» REQUIRED WORK
a. Answer these questions from the thread on the Joystick Jargon crossword project, marking each answer (i), (ii), (iii) to match.
(i) Which subreddits was the dataset narrowed down to?
(ii) Roughly what mix of traditional elements and gaming terminology do the resulting puzzles achieve?
(iii) What did googling 'Emily video game character' turn up, according to one reply?
b. Summarize the thread on the Joystick Jargon crossword project in two sentences.

» SELECTION

=-=-=

I started the project, "Joystick Jargon" combining traditional crossword elements with gaming-related vocabulary. Here's the technical process behind it:
1. Data Source: Used a 3.8 Million Rows Reddit dataset from Hugging Face (https://huggingface.co/datasets/webis/tldr-17).
2. Data Filtering: Narrowed down to gaming-related subreddits (r/gaming, r/dota2, r/leagueoflegends).
3. Keyword Extraction: Employed ML techniques, specifically BERT-embeddings and cosine similarity, to extract keywords from the subreddits.
4. Data Preprocessing: Cleaned up data unsuitable for crossword puzzles.
5. Grid Generation: Implemented a heuristic crossword algorithm to create grids and place words efficiently.
6. Clue Generation: Utilized a Large Language Model to generate context-aware clues for the placed words.
The resulting system creates crossword puzzles that blend traditional elements with gaming terminology, achieving about a 50-50 mix.
This project is admittedly overengineered for its purpose, but it was an interesting exploration into natural language processing, optimization algorithms, and the intersection of traditional word games with modern gaming culture.
A note on content: Since the data source is Reddit, some mature language may appear in the puzzles. Manual filtering was minimal to preserve authenticity.
You can try the puzzles here: <https://capsloq.de/crosswords/joystick-jargon>
I'm curious about the HN community's thoughts on this approach to puzzle generation? What other domains might benefit from similar computational techniques for content creation?
I think it might be worth working on prompting to make sure the answer is a unique solution to the hint (or at least closer to unique). What model are you using here?
And googling 'Emily video game character' didn't bring up any noticeably popular video game characters.

=-=-=

» DATA PROVIDED
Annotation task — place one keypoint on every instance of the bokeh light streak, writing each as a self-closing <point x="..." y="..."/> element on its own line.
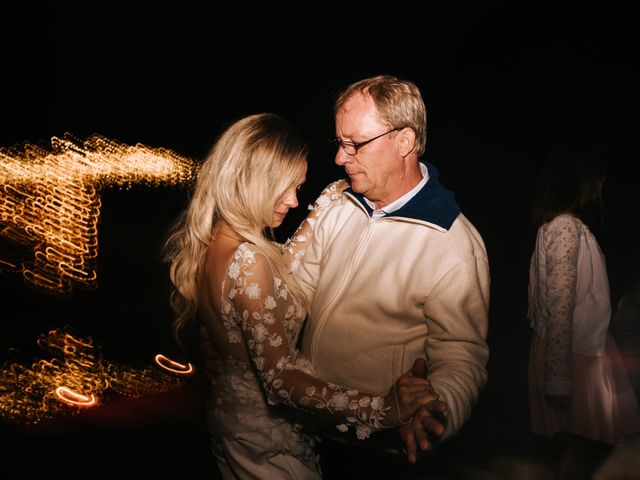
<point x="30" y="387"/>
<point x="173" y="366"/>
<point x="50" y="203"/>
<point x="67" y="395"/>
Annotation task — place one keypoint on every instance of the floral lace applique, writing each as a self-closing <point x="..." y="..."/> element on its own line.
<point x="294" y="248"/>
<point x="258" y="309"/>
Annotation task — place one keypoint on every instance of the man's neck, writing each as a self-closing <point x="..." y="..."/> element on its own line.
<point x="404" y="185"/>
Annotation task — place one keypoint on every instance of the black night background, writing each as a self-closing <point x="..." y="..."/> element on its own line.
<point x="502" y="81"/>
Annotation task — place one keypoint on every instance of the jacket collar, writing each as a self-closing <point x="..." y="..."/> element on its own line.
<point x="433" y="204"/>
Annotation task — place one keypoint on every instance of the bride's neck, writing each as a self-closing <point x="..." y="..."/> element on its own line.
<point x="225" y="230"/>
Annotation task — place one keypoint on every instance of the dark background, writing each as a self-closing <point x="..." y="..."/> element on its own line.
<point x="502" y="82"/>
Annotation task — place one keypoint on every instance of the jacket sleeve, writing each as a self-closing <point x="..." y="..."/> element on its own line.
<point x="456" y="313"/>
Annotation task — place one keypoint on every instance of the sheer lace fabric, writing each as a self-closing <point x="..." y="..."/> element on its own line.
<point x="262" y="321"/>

=-=-=

» TASK ANSWERS
a.
(i) r/gaming, r/dota2, and r/leagueoflegends.
(ii) About a 50-50 mix.
(iii) No noticeably popular video game characters.

b. Joystick Jargon generates crossword puzzles that blend traditional elements with gaming terminology in about a 50-50 mix. It draws words from a Reddit dataset filtered to gaming subreddits, extracts keywords with BERT embeddings, places them with a heuristic grid algorithm, and writes clues with a large language model, while a reply suggests better prompting so each answer is closer to a unique solution and asks which model is used.